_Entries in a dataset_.
((

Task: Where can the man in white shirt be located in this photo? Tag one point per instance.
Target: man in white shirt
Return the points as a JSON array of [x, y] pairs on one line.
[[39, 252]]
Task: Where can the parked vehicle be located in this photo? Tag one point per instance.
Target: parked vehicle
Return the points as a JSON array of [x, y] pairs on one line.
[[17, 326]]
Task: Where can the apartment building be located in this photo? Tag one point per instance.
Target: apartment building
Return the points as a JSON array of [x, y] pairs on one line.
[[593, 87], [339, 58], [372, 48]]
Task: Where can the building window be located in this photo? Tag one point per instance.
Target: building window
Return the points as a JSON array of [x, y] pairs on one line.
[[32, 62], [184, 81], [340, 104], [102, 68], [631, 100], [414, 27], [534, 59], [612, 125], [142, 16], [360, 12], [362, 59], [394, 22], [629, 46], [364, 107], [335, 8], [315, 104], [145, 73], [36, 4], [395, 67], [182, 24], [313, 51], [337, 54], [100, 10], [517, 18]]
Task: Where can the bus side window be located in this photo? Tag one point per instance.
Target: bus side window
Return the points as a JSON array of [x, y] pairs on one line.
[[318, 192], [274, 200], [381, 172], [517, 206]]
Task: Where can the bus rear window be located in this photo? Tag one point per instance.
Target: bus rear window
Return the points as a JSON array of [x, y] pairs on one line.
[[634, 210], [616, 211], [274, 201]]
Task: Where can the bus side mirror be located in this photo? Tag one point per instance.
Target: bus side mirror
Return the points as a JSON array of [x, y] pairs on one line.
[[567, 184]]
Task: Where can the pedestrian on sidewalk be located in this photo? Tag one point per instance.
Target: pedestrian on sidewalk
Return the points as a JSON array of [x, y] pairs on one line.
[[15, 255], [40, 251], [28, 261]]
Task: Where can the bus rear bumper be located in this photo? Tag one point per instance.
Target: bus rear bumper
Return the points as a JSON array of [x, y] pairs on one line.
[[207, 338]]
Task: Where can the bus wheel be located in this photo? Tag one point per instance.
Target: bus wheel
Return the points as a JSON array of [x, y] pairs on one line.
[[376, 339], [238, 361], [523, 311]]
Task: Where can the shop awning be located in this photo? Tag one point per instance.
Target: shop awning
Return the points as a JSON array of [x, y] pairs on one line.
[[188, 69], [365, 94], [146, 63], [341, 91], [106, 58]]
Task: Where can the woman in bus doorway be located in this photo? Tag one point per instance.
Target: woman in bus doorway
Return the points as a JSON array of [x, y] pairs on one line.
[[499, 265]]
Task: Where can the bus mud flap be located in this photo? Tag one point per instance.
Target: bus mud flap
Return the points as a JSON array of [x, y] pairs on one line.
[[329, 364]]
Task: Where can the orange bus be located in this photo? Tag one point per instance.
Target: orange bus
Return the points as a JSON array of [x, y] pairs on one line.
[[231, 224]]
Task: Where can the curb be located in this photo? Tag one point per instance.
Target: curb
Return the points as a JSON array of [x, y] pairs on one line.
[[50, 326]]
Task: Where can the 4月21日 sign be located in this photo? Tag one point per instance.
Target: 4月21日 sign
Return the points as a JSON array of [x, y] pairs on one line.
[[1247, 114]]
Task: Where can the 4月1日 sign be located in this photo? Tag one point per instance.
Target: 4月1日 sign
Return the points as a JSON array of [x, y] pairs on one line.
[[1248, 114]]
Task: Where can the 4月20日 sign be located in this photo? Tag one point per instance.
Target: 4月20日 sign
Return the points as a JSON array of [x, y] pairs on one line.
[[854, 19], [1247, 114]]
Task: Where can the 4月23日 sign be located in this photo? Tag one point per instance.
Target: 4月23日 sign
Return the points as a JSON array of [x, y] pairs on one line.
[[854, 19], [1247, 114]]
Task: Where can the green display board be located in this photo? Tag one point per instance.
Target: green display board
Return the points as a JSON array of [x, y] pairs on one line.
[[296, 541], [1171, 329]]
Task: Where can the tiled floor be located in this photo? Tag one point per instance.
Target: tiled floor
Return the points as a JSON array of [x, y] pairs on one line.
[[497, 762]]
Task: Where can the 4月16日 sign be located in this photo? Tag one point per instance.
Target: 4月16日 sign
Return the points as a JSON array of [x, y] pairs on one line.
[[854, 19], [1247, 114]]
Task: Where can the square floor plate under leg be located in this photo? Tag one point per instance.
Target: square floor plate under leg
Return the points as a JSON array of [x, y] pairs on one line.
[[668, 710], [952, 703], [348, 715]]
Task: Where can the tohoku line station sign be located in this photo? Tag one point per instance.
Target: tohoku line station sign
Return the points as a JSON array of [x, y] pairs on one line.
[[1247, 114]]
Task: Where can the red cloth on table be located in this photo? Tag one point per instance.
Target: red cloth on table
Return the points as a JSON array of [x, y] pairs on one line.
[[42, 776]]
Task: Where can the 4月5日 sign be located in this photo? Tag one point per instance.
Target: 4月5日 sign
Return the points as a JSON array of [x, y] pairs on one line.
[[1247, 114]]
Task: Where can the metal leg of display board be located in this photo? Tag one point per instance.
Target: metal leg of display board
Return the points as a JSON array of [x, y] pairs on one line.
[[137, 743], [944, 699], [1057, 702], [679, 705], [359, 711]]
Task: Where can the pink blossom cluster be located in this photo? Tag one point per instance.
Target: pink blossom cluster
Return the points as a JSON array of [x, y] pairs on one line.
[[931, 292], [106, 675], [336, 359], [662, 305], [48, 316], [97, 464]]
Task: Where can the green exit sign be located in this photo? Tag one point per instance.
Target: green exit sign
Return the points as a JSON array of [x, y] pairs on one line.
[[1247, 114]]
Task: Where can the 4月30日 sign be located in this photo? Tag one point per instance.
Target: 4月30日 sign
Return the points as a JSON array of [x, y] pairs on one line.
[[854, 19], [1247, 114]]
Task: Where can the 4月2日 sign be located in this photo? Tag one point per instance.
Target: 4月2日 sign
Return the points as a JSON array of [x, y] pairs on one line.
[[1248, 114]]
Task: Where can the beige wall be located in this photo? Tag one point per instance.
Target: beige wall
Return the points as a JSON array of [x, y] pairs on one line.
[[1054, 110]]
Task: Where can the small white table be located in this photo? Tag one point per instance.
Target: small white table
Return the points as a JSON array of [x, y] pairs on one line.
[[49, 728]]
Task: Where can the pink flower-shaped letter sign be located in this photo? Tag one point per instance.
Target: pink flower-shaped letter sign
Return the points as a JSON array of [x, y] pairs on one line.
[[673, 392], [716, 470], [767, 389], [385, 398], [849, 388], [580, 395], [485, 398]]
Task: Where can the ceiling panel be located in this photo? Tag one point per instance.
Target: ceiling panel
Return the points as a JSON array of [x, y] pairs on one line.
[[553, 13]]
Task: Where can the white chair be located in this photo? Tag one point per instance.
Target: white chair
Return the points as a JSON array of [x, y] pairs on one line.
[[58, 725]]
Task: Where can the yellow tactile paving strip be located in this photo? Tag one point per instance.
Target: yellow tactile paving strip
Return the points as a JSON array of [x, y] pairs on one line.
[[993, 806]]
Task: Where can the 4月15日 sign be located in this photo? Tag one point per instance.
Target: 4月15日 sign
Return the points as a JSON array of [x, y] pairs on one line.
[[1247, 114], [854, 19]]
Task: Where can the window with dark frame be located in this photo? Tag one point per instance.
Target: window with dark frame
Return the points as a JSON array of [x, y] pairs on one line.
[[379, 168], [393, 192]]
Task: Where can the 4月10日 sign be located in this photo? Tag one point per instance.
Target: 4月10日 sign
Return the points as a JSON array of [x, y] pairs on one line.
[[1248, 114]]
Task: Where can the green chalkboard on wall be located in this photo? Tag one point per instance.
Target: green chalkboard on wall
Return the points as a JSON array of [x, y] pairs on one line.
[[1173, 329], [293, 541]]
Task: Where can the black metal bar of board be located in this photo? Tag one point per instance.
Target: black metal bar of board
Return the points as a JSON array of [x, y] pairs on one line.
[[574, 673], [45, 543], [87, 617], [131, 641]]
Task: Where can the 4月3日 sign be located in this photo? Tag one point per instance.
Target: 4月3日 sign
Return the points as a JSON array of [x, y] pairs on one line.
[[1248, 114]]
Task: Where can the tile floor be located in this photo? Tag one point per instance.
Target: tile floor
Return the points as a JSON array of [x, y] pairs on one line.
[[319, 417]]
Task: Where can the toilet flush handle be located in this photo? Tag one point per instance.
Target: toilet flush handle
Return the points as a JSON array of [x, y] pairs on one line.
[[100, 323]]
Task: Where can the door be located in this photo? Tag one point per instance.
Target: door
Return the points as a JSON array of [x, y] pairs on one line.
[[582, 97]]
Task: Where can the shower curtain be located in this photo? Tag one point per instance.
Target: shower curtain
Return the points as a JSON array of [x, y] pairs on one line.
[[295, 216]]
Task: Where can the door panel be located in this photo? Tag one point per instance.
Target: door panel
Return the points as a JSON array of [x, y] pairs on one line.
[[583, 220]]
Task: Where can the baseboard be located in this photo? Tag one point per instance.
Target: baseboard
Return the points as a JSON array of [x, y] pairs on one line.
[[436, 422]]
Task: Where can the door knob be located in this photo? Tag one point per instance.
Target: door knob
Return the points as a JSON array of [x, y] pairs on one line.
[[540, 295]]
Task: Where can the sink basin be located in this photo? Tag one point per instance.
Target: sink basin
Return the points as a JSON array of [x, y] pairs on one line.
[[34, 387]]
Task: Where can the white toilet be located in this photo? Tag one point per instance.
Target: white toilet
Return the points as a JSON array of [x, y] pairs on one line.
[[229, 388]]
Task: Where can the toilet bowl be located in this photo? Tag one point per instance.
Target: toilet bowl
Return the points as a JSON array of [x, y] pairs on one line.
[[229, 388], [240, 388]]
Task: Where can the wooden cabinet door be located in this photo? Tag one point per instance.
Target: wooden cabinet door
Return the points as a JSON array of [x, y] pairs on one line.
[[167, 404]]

))

_Stated goal_.
Reproduce the part of the entries that opens with the line containing "Task: Where can the door be" and closes with the line containing "[[295, 216]]", swapping "shower curtain" for "bath curtain" and keeping everything else the same.

_Solution_.
Task: Where can the door be located in this photo? Tag one point per instance.
Target: door
Return the points as a JSON array of [x, y] pairs on one line.
[[582, 97]]
Task: Where can the bath curtain be located in this photo? Tag one point per instance.
Target: bath curtain
Return the points as a JSON array of [x, y] pairs on one line.
[[295, 216]]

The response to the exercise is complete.